■ CONSIGNE A:
Dans l'entretien sur le vitrail, résumez sous forme de liste le paragraphe qui commence par « Je suis rentré à l'école », en gardant ses faits principaux.
■ CONSIGNE B:
Recopiez mot pour mot tout le passage de l'entretien sur le vitrail, depuis « Vous enseignez aujourd’hui » jusqu'à « s’est-elle posée ? ».

Vous enseignez aujourd’hui les techniques du vitrail à l’École nationale supérieure des beaux-arts. Vous y avez-vous-même été formé.
Je suis rentré à l’école en 1971, j’y suis resté jusqu’en 1973. J’étais dans l’atelier d’art monumental de Jean Bertholle où l’objectif était d’intervenir effectivement dans des édifices publics ou religieux qui précisément recevaient un public. L’atelier avait une ambition d’inscription dans l’architecture et répondait finalement à un certain nombre de paramètres sociaux.
Quand la question du vitrail s’est-elle posée ?

■ LISTE DES DONNÉES:
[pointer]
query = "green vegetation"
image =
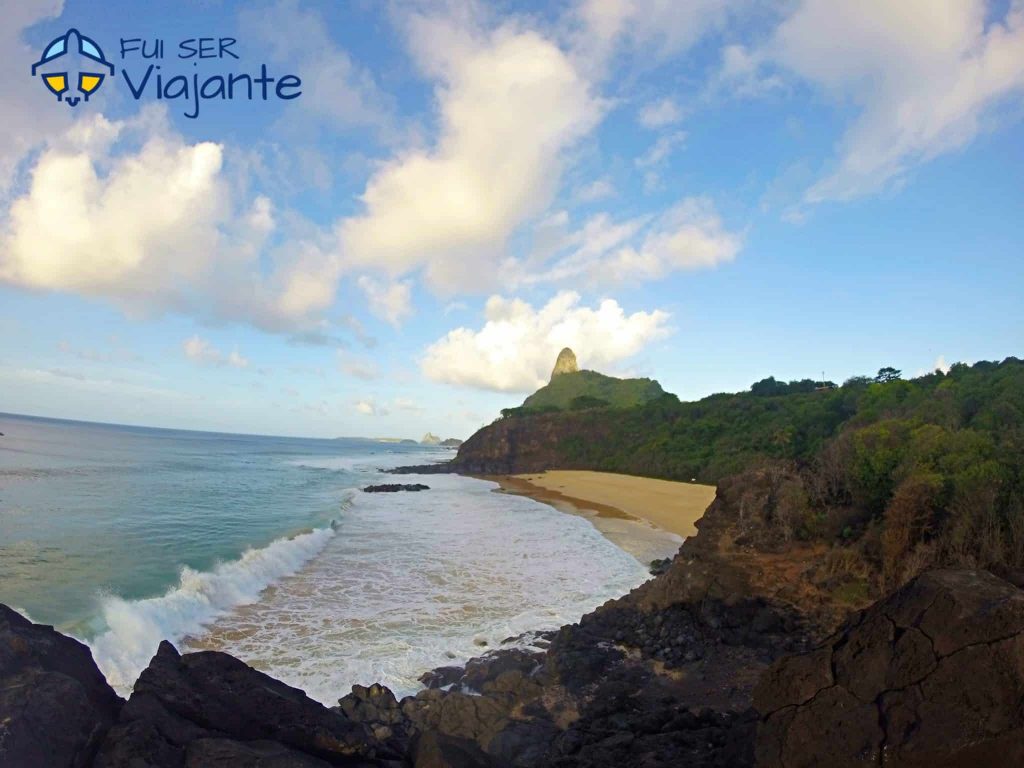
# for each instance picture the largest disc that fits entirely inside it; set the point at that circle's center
(896, 475)
(588, 387)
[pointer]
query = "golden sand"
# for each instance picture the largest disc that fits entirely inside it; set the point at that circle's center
(669, 505)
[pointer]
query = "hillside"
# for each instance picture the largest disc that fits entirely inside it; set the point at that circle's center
(894, 475)
(590, 389)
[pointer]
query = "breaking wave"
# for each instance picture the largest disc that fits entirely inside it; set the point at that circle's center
(134, 628)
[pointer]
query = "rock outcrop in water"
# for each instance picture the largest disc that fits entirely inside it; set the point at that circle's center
(394, 487)
(730, 657)
(55, 707)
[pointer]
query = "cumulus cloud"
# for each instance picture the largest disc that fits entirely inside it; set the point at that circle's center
(358, 367)
(659, 114)
(511, 102)
(200, 350)
(596, 189)
(404, 403)
(392, 301)
(369, 408)
(131, 212)
(923, 74)
(605, 252)
(517, 345)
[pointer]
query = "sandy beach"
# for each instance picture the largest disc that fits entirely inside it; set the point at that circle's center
(647, 517)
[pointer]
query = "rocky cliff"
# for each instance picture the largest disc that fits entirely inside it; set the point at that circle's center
(564, 364)
(732, 657)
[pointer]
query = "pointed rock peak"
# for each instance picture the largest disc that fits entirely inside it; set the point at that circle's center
(565, 364)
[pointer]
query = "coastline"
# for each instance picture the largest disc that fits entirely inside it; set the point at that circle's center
(646, 517)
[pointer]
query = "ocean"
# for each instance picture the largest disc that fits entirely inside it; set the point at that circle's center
(267, 549)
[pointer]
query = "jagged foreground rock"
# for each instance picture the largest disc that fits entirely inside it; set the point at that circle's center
(55, 707)
(932, 676)
(695, 668)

■ RÉPONSE RÉDIGÉE A:
- Entrée à l'école en 1971, départ en 1973.
- Formation dans l'atelier d'art monumental de Jean Bertholle.
- But de l'atelier : intervenir dans des édifices publics ou religieux qui recevaient du public.
- Ambition de s'inscrire dans l'architecture, en répondant à un certain nombre de paramètres sociaux.

■ RÉPONSE RÉDIGÉE B:
Vous enseignez aujourd’hui les techniques du vitrail à l’École nationale supérieure des beaux-arts. Vous y avez-vous-même été formé.
Je suis rentré à l’école en 1971, j’y suis resté jusqu’en 1973. J’étais dans l’atelier d’art monumental de Jean Bertholle où l’objectif était d’intervenir effectivement dans des édifices publics ou religieux qui précisément recevaient un public. L’atelier avait une ambition d’inscription dans l’architecture et répondait finalement à un certain nombre de paramètres sociaux.
Quand la question du vitrail s’est-elle posée ?